Exercise instructions
Lay out the entries below as a Markdown table with the columns Row and Line, giving each non-blank line its own numbered row. Begin at the first line of the entries, stop after the line containing "point(599, 716)", and leave the picture out.

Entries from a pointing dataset
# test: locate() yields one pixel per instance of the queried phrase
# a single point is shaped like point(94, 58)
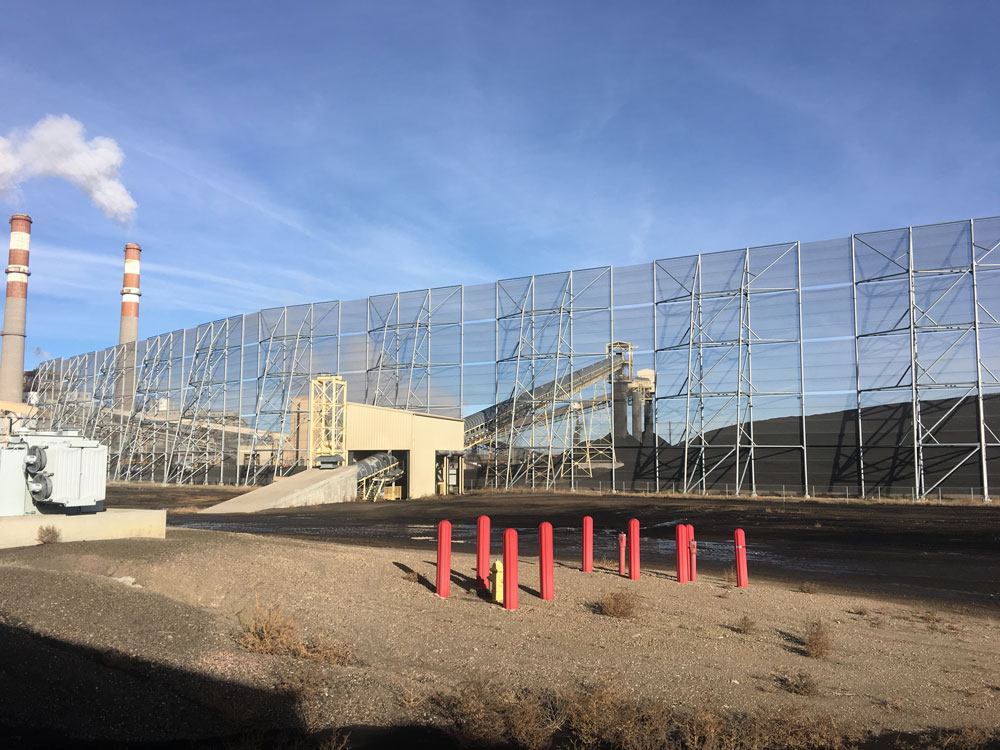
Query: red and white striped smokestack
point(12, 350)
point(129, 328)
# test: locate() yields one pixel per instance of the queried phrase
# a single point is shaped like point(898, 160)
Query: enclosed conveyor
point(481, 425)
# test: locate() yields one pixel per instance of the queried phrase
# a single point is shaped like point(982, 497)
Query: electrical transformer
point(52, 472)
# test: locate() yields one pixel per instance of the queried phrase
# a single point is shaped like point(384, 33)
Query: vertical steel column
point(652, 403)
point(802, 370)
point(687, 396)
point(857, 372)
point(918, 469)
point(611, 339)
point(983, 463)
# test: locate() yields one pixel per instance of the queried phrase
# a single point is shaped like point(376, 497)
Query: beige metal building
point(428, 445)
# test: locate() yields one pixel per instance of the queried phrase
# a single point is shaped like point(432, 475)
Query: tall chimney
point(12, 351)
point(128, 330)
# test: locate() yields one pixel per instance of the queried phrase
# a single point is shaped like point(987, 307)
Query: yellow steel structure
point(327, 406)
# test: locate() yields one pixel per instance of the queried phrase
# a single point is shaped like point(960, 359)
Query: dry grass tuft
point(801, 684)
point(746, 625)
point(817, 641)
point(268, 630)
point(621, 604)
point(184, 510)
point(605, 563)
point(48, 534)
point(599, 716)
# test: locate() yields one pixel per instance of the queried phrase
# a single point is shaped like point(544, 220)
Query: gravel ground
point(134, 640)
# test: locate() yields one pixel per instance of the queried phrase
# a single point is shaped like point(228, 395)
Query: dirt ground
point(135, 640)
point(945, 555)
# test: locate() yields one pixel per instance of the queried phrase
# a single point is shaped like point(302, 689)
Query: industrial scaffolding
point(867, 364)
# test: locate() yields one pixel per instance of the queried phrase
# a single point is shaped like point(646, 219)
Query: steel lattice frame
point(224, 402)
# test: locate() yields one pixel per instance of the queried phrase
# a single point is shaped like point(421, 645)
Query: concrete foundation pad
point(22, 531)
point(312, 487)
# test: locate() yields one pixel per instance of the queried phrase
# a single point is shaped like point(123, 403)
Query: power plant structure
point(14, 311)
point(865, 365)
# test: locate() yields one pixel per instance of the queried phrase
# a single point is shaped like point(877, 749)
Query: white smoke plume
point(56, 147)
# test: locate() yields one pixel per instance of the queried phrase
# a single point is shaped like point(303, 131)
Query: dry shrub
point(801, 684)
point(746, 625)
point(484, 715)
point(268, 630)
point(621, 604)
point(184, 510)
point(603, 717)
point(817, 641)
point(48, 534)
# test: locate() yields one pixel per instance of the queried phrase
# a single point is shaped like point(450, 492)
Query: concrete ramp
point(311, 487)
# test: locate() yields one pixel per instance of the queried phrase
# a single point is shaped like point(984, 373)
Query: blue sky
point(303, 151)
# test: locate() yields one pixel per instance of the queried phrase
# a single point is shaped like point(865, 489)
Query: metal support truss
point(942, 321)
point(721, 343)
point(553, 421)
point(327, 404)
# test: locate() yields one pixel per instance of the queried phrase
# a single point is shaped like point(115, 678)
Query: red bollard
point(545, 564)
point(444, 559)
point(510, 569)
point(588, 544)
point(621, 554)
point(483, 551)
point(692, 554)
point(683, 556)
point(741, 560)
point(633, 549)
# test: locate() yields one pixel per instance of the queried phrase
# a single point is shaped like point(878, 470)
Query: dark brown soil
point(113, 644)
point(945, 554)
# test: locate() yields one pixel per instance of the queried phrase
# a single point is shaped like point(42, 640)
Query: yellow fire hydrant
point(496, 581)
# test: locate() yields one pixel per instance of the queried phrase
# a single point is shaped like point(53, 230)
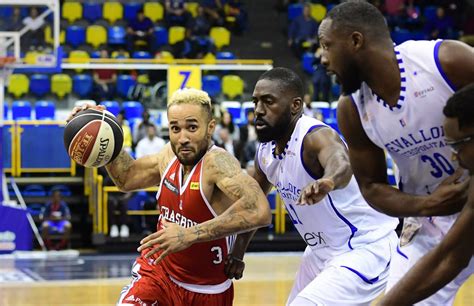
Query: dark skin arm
point(332, 164)
point(441, 265)
point(234, 265)
point(370, 170)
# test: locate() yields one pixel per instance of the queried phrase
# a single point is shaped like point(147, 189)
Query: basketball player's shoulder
point(220, 162)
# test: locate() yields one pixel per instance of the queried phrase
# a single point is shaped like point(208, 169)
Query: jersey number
point(218, 251)
point(439, 163)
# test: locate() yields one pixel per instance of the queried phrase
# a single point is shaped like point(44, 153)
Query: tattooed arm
point(130, 174)
point(250, 209)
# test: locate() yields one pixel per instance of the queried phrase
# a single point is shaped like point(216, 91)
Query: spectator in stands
point(151, 144)
point(127, 134)
point(104, 81)
point(214, 10)
point(55, 221)
point(117, 206)
point(440, 27)
point(321, 80)
point(140, 29)
point(34, 38)
point(177, 15)
point(140, 128)
point(225, 140)
point(302, 31)
point(236, 10)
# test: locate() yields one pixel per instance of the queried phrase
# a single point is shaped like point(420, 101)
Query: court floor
point(98, 279)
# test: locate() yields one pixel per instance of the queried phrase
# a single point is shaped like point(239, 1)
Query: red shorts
point(152, 286)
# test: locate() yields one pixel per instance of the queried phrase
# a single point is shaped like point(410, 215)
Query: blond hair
point(192, 96)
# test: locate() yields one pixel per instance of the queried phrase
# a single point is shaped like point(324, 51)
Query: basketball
point(93, 138)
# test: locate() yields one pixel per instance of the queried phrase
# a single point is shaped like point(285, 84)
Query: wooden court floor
point(267, 281)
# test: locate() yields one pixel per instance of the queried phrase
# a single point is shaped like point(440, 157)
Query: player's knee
point(301, 301)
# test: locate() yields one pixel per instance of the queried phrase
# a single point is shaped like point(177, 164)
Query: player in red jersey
point(204, 198)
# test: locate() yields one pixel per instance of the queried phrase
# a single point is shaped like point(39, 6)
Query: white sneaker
point(114, 231)
point(124, 231)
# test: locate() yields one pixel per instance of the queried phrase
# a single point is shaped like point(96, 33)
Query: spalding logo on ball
point(93, 138)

Task result
| Row | Line |
|---|---|
| 1 | # test: locate() yields one pixel per instance of the queried phrase |
| 2 | # a single point is shaped like point(94, 58) |
| 3 | Query: red and white striped smokestack |
| 4 | point(12, 350) |
| 5 | point(129, 328) |
| 6 | # test: locate() yields one pixel per instance of the queried phrase |
| 7 | # a single point is shaped like point(898, 160) |
| 8 | Query: enclosed conveyor |
| 9 | point(481, 425) |
| 10 | # test: locate() yields one pixel per instance of the queried phrase |
| 11 | # a single point is shaped like point(982, 497) |
| 12 | Query: electrical transformer |
| 13 | point(52, 472) |
| 14 | # test: locate() yields one pixel per instance of the queried phrase |
| 15 | # a single point is shaped like point(384, 33) |
| 16 | Query: vertical steel column |
| 17 | point(652, 403) |
| 18 | point(802, 370) |
| 19 | point(687, 396) |
| 20 | point(857, 372) |
| 21 | point(918, 469) |
| 22 | point(611, 339) |
| 23 | point(983, 463) |
| 24 | # test: locate() yields one pixel per instance of the queried phrase |
| 25 | # a single point is shaped like point(376, 497) |
| 26 | Query: beige metal building |
| 27 | point(428, 445) |
| 28 | # test: locate() yields one pixel per instance of the queried phrase |
| 29 | # a single point is shaped like point(432, 475) |
| 30 | Query: tall chimney |
| 31 | point(12, 351) |
| 32 | point(128, 330) |
| 33 | # test: locate() yields one pixel per instance of the queried phrase |
| 34 | # a single point is shaped like point(987, 307) |
| 35 | Query: yellow steel structure |
| 36 | point(327, 406) |
| 37 | # test: locate() yields one pixel per instance of the queried phrase |
| 38 | # a single point is shaped like point(960, 359) |
| 39 | Query: dry grass tuft |
| 40 | point(801, 684) |
| 41 | point(746, 625) |
| 42 | point(817, 641) |
| 43 | point(268, 630) |
| 44 | point(621, 604) |
| 45 | point(184, 510) |
| 46 | point(605, 563) |
| 47 | point(48, 534) |
| 48 | point(599, 716) |